▶ What this task involves
State how many lines in the items that follow contain the word "below". Reply with the number alone.

▶ Record set
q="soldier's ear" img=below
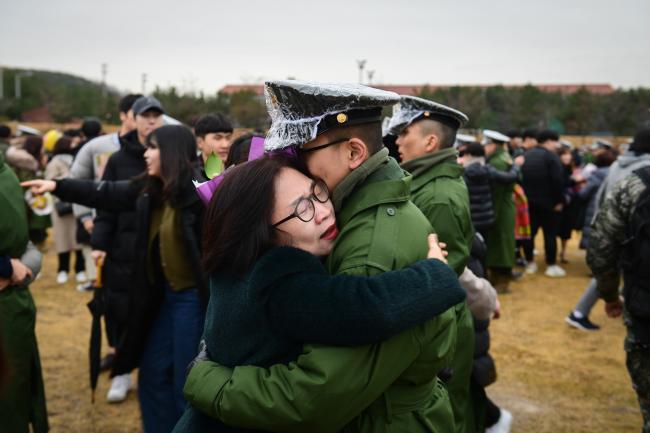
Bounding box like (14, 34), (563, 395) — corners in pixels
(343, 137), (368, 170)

--

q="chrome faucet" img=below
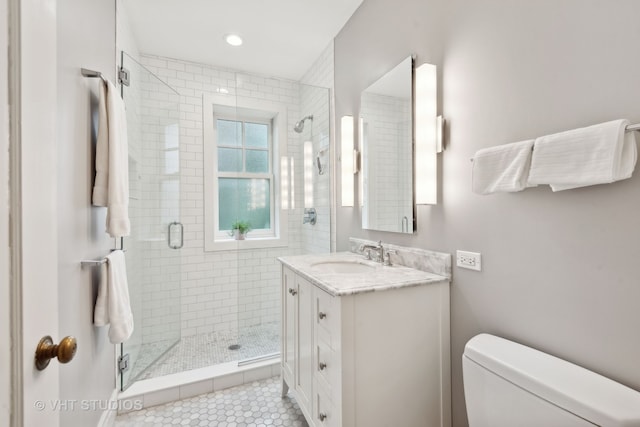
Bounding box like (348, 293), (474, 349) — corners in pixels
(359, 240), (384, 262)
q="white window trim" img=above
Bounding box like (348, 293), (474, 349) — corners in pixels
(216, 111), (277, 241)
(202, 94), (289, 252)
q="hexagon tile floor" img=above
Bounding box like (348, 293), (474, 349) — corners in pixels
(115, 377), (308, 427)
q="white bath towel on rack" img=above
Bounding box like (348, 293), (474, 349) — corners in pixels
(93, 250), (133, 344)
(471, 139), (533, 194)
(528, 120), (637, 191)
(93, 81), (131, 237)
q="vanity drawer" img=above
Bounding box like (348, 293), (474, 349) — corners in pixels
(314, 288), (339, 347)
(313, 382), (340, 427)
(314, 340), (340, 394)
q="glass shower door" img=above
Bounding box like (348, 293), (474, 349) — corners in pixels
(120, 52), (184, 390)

...

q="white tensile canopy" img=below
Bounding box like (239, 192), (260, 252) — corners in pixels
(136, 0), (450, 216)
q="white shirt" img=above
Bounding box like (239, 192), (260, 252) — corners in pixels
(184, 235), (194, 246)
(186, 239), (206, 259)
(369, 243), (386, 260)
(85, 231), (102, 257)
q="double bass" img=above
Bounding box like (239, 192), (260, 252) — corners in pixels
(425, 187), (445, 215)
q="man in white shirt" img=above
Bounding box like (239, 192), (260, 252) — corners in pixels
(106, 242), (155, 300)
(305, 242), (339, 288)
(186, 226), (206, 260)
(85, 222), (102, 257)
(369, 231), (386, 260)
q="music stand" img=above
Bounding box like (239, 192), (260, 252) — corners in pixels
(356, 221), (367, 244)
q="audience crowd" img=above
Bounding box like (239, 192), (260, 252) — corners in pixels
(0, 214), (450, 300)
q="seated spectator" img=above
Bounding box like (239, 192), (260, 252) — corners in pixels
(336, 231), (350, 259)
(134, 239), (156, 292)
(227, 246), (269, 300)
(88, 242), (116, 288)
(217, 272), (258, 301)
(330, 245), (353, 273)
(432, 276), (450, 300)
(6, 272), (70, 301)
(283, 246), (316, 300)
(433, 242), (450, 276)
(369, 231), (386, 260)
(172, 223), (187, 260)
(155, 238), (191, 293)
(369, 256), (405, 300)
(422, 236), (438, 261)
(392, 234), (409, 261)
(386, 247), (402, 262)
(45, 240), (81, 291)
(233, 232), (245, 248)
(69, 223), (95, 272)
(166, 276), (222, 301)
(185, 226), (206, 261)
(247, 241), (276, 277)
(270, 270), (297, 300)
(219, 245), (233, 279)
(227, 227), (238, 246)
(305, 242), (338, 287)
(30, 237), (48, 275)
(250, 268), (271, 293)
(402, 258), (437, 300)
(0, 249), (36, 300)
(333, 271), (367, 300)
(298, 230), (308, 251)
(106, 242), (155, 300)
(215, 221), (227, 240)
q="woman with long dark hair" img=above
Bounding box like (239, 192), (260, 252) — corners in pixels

▶ Solution for this exercise
3